- [EXTRACT]
..........

Global dividends fell 12% during 2020, according to the latest global dividend index from Janus Henderson, after one company in eight cancelled their payout altogether.
However, payouts were higher than Janus Henderson’s best-case forecast of $1.21 trillion, thanks to a less severe fall in Q4 payouts than anticipated.
On an underlying basis, dividends were 10.5% lower in 2020, a smaller decline than after the global financial crisis.
Banks, oil, mining and consumer discretionary companies were worst hit, while classic defensives – food retail, pharmaceuticals and personal products – were well insulated.
Janus Henderson’s best-case scenario sees 2021 dividends up 5% on a headline basis to a total of $1.32 trillion, an underlying increase of 2%. This includes the first quarter 2021, in which it forecasts payouts will continue to fall.

..........

- [EXCERPTED DATA]
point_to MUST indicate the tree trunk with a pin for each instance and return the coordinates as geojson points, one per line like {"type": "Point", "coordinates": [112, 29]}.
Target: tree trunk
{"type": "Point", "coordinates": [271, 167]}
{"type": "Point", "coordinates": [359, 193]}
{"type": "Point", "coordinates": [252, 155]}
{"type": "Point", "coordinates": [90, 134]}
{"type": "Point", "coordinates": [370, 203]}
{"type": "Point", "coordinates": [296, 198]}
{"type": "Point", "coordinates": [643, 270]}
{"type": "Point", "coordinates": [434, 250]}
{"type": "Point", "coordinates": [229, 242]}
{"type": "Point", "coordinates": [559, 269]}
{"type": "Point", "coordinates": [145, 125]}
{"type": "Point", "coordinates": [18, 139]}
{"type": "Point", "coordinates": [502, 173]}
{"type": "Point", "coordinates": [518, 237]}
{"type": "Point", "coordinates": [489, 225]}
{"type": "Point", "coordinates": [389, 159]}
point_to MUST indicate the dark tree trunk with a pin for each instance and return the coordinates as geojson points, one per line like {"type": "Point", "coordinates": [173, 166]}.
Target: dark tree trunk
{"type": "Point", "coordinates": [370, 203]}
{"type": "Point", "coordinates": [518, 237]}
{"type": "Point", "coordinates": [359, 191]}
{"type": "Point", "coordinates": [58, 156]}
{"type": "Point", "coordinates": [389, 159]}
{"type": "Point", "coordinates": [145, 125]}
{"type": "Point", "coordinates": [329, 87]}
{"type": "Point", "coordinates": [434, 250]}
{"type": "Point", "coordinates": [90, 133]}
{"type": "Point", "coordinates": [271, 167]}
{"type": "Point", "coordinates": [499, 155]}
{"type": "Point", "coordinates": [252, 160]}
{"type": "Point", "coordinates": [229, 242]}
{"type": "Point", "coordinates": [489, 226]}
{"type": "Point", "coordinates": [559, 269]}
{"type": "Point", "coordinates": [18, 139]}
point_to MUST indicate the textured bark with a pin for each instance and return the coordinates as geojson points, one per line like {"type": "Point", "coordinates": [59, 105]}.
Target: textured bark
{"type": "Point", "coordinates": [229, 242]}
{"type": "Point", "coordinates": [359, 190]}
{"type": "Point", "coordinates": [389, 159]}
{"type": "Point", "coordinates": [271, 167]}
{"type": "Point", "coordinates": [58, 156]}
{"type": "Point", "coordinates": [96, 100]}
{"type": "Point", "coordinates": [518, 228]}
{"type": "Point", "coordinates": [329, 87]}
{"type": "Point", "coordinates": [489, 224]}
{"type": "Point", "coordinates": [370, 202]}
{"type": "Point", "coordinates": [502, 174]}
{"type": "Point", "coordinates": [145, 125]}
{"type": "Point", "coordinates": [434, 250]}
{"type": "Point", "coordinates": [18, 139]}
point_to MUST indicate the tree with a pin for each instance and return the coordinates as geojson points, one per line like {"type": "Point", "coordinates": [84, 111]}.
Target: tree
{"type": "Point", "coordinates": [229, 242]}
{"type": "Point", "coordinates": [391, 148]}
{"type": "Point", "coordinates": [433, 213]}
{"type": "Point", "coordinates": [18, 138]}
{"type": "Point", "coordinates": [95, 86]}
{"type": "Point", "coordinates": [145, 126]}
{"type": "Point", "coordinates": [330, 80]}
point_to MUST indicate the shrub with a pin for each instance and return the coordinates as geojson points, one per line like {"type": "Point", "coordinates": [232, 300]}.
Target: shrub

..........

- [STUDY QUESTIONS]
a: Translate this sentence from the text on global dividends into Spanish: "On an underlying basis, dividends were 10.5% lower in 2020, a smaller decline than after the global financial crisis."
b: Pick up the text on global dividends after its last sentence and continue it for a few sentences.

- [ANSWERS IN ORDER]
a: En términos subyacentes, los dividendos fueron un 10,5 % más bajos en 2020, un descenso menor que tras la crisis financiera mundial.

b:
Dividends rose 2.6% on a headline basis in North America to a new record – predominately because companies conserved cash and protected dividends by suspending or reducing share buybacks, in addition to regulators being more lenient with banks.
“At a country level, places like the UK, Australia and parts of Europe suffered a greater decline because some companies had arguably been over-distributing before the crisis and because of regulatory interventions in the banking sector,” said Jane Shoemake, client portfolio manager at Janus Henderson’s global equity income team.